- [Task to carry out]: Copy word for word the part of the James Gilliland passage from "James Gilliland,a Parliament" to "John Murray’s sister.".

James Gilliland,a Parliament Square goldsmith and jeweller, was the brother-in-law of the publisher John Murray, for whom he acted as his Edinburgh agent, negotiating on his behalf with Edinburgh publishers and book sellers and collecting debts. In return Murray sold Gilliland’s jewellery in his London shop in Abermarle Street. Gilliland is chiefly remembered for his association with the artist, Henry Raeburn, who was apprenticed to him at the age of sixteen in 1772. Raeburn may have lived with the Gillilands, for he had recently lost both his parents and it was quite usual at that time for apprentices to live with their masters. The young Raeburn demonstrated his artistic ability by producing water colour miniature portraits on ivory of high quality, including those of James Gilliland and his wife Elizabeth, who was John Murray’s sister.

- [Excerpted data]:
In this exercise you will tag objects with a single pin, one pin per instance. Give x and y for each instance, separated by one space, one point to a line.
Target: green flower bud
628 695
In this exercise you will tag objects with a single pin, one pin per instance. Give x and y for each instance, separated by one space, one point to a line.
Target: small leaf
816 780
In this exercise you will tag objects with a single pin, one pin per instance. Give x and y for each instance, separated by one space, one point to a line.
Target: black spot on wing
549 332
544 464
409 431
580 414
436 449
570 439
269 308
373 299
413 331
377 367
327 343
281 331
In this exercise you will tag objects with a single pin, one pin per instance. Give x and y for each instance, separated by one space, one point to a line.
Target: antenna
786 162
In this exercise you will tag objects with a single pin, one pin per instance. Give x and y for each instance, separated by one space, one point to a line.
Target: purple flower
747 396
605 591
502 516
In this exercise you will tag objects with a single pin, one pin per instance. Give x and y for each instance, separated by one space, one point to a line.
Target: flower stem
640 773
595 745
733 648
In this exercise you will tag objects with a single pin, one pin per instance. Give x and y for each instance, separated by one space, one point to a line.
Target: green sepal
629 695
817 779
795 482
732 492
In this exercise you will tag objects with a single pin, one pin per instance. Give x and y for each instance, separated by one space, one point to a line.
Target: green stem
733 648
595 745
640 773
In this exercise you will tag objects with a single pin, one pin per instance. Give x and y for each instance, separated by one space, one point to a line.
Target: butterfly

- [Exercise result]:
James Gilliland,a Parliament Square goldsmith and jeweller, was the brother-in-law of the publisher John Murray, for whom he acted as his Edinburgh agent, negotiating on his behalf with Edinburgh publishers and book sellers and collecting debts. In return Murray sold Gilliland’s jewellery in his London shop in Abermarle Street. Gilliland is chiefly remembered for his association with the artist, Henry Raeburn, who was apprenticed to him at the age of sixteen in 1772. Raeburn may have lived with the Gillilands, for he had recently lost both his parents and it was quite usual at that time for apprentices to live with their masters. The young Raeburn demonstrated his artistic ability by producing water colour miniature portraits on ivory of high quality, including those of James Gilliland and his wife Elizabeth, who was John Murray’s sister.